TO BE DONE
Emit only the lines from the line containing "[trace] yellow brick -> outlines" through the last line of the entries, unchanged.

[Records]
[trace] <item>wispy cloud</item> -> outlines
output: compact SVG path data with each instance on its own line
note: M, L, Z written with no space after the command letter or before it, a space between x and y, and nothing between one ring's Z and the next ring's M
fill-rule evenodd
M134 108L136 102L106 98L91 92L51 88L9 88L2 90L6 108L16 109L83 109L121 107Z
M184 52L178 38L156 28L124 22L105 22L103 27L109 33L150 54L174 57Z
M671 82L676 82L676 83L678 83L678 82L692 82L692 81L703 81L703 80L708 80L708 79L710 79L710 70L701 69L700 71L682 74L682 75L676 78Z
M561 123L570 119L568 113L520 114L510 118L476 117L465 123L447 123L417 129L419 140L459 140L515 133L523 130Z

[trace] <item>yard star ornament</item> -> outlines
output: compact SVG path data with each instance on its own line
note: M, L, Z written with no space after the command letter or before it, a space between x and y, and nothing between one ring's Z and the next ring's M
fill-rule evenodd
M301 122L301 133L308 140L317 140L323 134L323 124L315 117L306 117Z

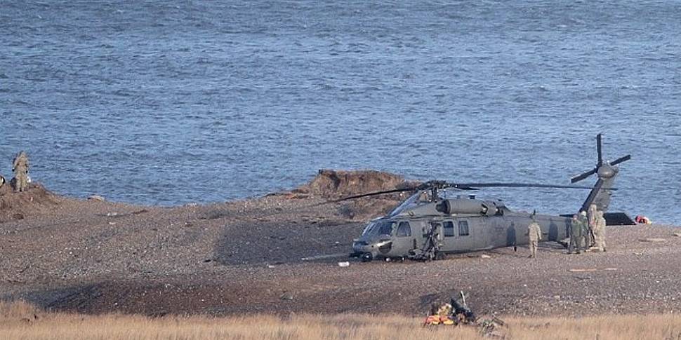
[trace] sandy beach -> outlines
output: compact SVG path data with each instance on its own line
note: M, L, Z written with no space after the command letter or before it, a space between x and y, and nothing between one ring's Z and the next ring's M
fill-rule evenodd
M371 174L370 174L371 175ZM538 257L501 248L422 263L347 257L397 195L317 205L394 188L389 174L208 205L161 208L0 188L1 299L53 311L232 315L421 315L464 291L479 314L583 315L681 310L681 228L608 228L608 252ZM373 181L373 182L372 182ZM489 256L481 257L484 254ZM338 266L349 261L350 266Z

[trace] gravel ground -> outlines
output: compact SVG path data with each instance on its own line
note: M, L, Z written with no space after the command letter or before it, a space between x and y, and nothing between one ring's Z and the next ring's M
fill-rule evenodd
M55 310L422 315L463 290L481 314L681 311L681 228L672 226L609 227L606 253L542 243L537 259L501 248L343 268L366 220L397 197L315 205L324 199L303 191L164 208L5 186L0 198L0 297ZM319 255L336 256L302 259Z

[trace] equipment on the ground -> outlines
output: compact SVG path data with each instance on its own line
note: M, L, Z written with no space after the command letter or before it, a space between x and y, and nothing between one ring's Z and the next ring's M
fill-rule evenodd
M533 216L542 232L541 241L560 242L569 236L570 217L535 215L510 210L499 200L476 199L473 195L460 195L456 198L443 194L447 189L477 190L485 187L539 187L591 189L578 211L586 211L590 204L605 211L618 168L615 166L629 160L630 155L611 163L604 161L602 136L596 137L598 159L596 167L572 178L581 181L592 175L598 179L591 186L551 185L533 183L452 183L429 181L415 187L395 189L346 197L334 202L382 195L413 191L414 193L388 215L375 219L364 228L362 236L352 244L352 257L362 261L377 258L433 260L447 253L467 252L493 248L527 245L527 226ZM609 225L634 224L623 212L605 213Z

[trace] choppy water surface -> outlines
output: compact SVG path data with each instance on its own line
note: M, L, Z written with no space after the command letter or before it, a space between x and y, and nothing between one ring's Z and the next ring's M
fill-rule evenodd
M614 210L679 224L680 7L0 0L0 172L23 149L58 192L158 205L322 168L566 184L602 132L633 157ZM566 212L587 192L483 193Z

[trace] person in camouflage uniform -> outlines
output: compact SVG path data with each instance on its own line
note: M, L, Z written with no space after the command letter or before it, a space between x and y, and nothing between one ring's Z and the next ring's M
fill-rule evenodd
M596 247L598 250L605 252L605 217L603 217L603 212L599 210L596 212L595 225L593 229L593 236L596 241Z
M595 204L589 205L589 209L586 211L586 218L589 226L589 233L587 235L588 243L585 245L585 247L588 249L589 246L593 245L596 243L596 236L594 232L594 228L596 226L596 219L597 217L597 208Z
M539 240L541 240L541 228L537 223L536 216L532 215L532 222L527 226L527 236L529 238L529 257L536 257L537 255L537 246Z
M28 156L24 151L20 151L14 158L12 163L12 171L14 172L14 191L21 192L28 187Z
M581 252L582 229L582 222L577 214L572 215L572 219L570 221L570 246L568 248L568 254L574 253L575 250L577 254Z

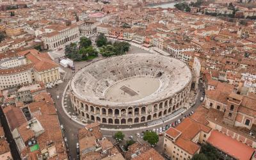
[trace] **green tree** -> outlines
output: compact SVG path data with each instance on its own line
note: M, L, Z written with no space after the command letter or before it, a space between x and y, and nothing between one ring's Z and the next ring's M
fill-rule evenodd
M0 43L5 39L5 35L0 32Z
M108 40L104 34L100 33L97 37L96 40L97 46L100 47L103 45L106 45L107 44Z
M115 42L113 44L116 54L122 54L128 52L131 45L126 42Z
M186 12L190 12L191 10L191 9L190 8L190 7L189 6L186 6L185 8L185 11Z
M78 51L77 45L75 43L70 43L65 47L65 55L75 61L80 61L82 59L83 54L80 54Z
M208 160L208 159L204 154L201 153L195 154L191 160Z
M86 38L85 36L82 36L80 38L79 44L80 44L79 48L83 48L83 47L87 48L88 47L92 45L92 41L88 38Z
M88 58L88 55L86 52L86 49L84 47L83 47L79 49L79 54L82 55L82 60L86 60Z
M124 140L124 134L123 134L122 132L121 131L118 131L117 132L116 132L114 135L114 138L116 140Z
M217 150L211 145L203 143L201 146L200 152L204 154L208 160L218 159L220 157Z
M143 140L147 141L150 145L156 145L159 141L159 137L155 132L147 131L144 133Z
M86 49L86 52L89 56L98 56L98 51L93 48L92 46L90 46L89 47Z
M102 56L108 57L115 54L115 48L112 45L103 45L100 48L100 53Z
M134 140L129 140L126 141L126 145L124 146L124 148L127 150L128 147L134 144L135 141Z
M41 49L41 45L36 45L34 47L34 49L36 49L38 51L41 51L42 49Z

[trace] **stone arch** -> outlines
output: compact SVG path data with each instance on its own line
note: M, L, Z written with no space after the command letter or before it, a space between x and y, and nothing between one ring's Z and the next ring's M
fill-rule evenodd
M106 124L107 123L107 120L106 119L106 118L102 118L102 123L103 124Z
M172 108L169 108L168 109L168 113L172 112Z
M127 123L130 124L132 124L132 118L128 118Z
M162 115L163 115L163 112L159 111L159 113L158 113L158 117L162 116Z
M169 106L172 106L172 98L169 100Z
M133 112L133 108L132 107L128 108L128 115L132 116Z
M91 115L91 120L94 122L94 116Z
M113 119L112 118L108 118L108 124L113 124Z
M80 102L80 107L84 109L84 104Z
M103 115L106 115L107 114L107 111L106 111L106 108L102 108L101 109L101 113L102 113L102 114Z
M140 118L139 117L136 117L134 118L134 123L139 123Z
M95 110L96 110L96 114L100 114L100 108L99 107L96 107Z
M96 116L96 120L97 120L97 122L100 123L100 117Z
M146 118L143 116L140 118L140 122L144 122L145 121Z
M140 114L140 109L139 108L134 108L134 115L138 115Z
M90 109L91 112L94 113L94 108L93 106L90 106Z
M168 100L165 100L165 102L164 102L164 108L168 108Z
M108 109L108 116L113 116L113 109L112 109L109 108Z
M121 120L121 124L126 124L126 120L125 118L122 118Z
M115 109L115 116L119 116L119 109Z
M126 115L126 109L123 108L121 109L121 115L125 116Z
M163 108L163 102L161 102L160 104L159 104L159 109L161 109L161 108Z
M141 108L141 114L145 114L146 113L146 107L142 107Z
M157 111L158 110L157 104L154 105L154 111Z
M115 124L119 124L119 119L115 119Z

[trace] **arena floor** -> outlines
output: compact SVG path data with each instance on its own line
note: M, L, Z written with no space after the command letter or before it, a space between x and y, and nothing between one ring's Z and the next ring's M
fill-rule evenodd
M159 86L160 81L157 78L132 77L110 86L106 92L105 98L111 102L134 101L155 93Z

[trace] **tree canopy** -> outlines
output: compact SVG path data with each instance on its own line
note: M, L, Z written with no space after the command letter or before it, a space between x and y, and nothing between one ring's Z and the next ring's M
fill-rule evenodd
M82 54L78 52L77 45L75 43L70 43L65 47L65 55L73 60L79 61L82 58Z
M218 159L220 157L217 150L208 143L202 145L200 152L204 154L209 160Z
M217 150L211 145L202 144L200 154L194 155L192 160L215 160L219 159L220 154Z
M121 131L118 131L117 132L116 132L114 135L114 138L116 140L124 140L124 134L123 134L122 132Z
M187 12L190 12L190 7L189 6L188 4L188 3L177 3L174 5L174 6L179 10L182 10L182 11L186 11Z
M159 137L155 132L147 131L144 133L143 140L150 145L156 145L159 141Z
M130 46L131 45L125 42L115 42L113 45L103 45L100 49L100 53L104 57L121 55L129 51Z
M92 45L92 41L90 38L85 36L82 36L80 38L80 46L79 48L85 47L87 48Z
M108 40L104 35L104 34L100 33L97 37L96 40L97 46L100 47L103 45L106 45L107 44Z

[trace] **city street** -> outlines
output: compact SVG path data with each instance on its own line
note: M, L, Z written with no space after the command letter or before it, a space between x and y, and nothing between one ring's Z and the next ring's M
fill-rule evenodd
M148 52L148 51L143 49L142 48L138 48L134 45L131 45L130 48L130 51L128 53L141 53L141 52ZM103 58L101 56L99 56L91 61L79 61L79 62L74 62L74 65L76 67L75 72L77 72L79 70L83 68L84 66L92 63L93 61L97 61ZM61 99L62 99L62 94L64 92L64 90L67 85L68 81L74 75L74 72L69 68L62 68L66 72L63 74L61 77L63 81L63 83L59 84L58 86L53 87L51 89L47 89L47 92L49 92L53 100L56 103L56 107L57 109L57 113L59 117L60 122L61 124L63 124L65 128L64 134L65 137L67 138L68 140L68 154L70 156L71 159L76 159L77 158L77 153L76 153L76 143L77 142L77 134L78 131L79 129L83 127L83 126L70 119L66 113L63 110L61 106ZM200 90L202 90L202 84L200 83L199 89ZM132 136L135 140L139 141L139 143L146 143L143 140L142 138L138 138L136 136L136 133L139 132L141 133L142 131L145 131L146 130L152 130L153 129L159 128L160 127L163 127L167 124L172 124L175 120L178 119L180 119L184 116L184 115L188 115L192 110L194 110L196 107L198 107L200 104L200 98L202 96L202 92L200 92L198 94L198 98L196 100L195 104L183 114L183 115L178 116L177 118L174 118L173 120L169 121L168 122L159 124L155 125L154 127L149 127L144 129L133 129L132 131L127 131L123 130L122 132L125 135L125 140L129 140L129 136ZM60 96L60 98L57 99L57 96ZM66 110L68 113L74 113L74 110L70 106L70 99L67 96L63 97L64 99L64 106L66 106ZM77 116L79 118L79 116ZM147 126L147 125L145 125ZM106 127L106 126L102 126L104 128ZM102 132L104 136L109 138L109 139L114 142L114 140L112 138L113 135L116 132L116 131L108 131L105 130L104 129L102 129ZM156 149L160 153L163 154L163 136L159 136L159 141L157 144L157 147Z

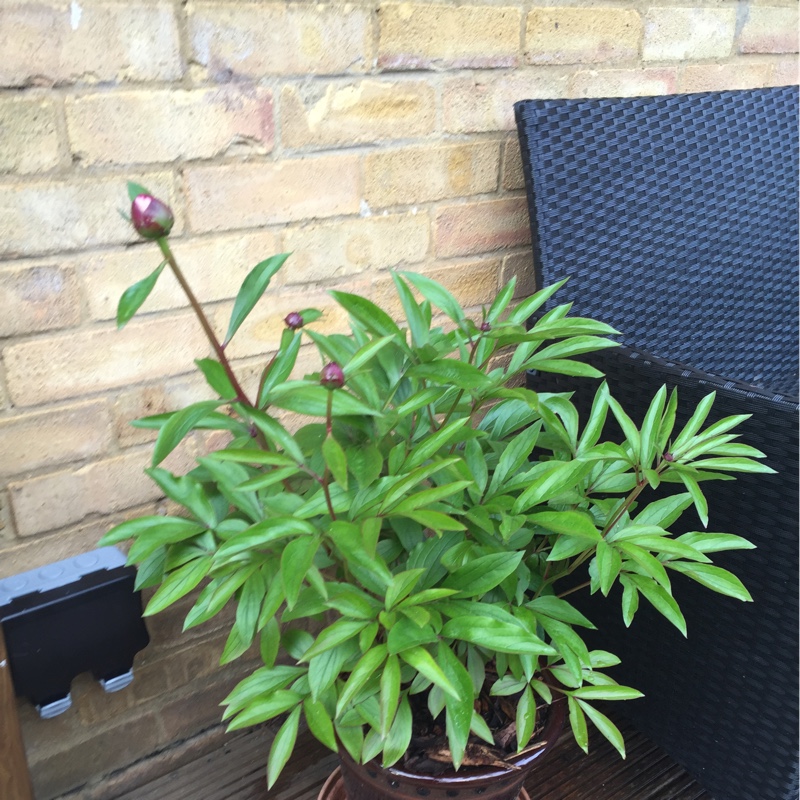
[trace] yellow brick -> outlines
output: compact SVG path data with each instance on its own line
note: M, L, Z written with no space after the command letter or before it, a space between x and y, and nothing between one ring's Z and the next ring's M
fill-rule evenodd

THE ANSWER
[trace] yellow brick -> outlines
output: compact SVG path data with each instance on its own line
note: M, L, Z written with no space after the command letter or before it, a space between x and y, and nothing between one ring's Z and the next ring's M
fill-rule evenodd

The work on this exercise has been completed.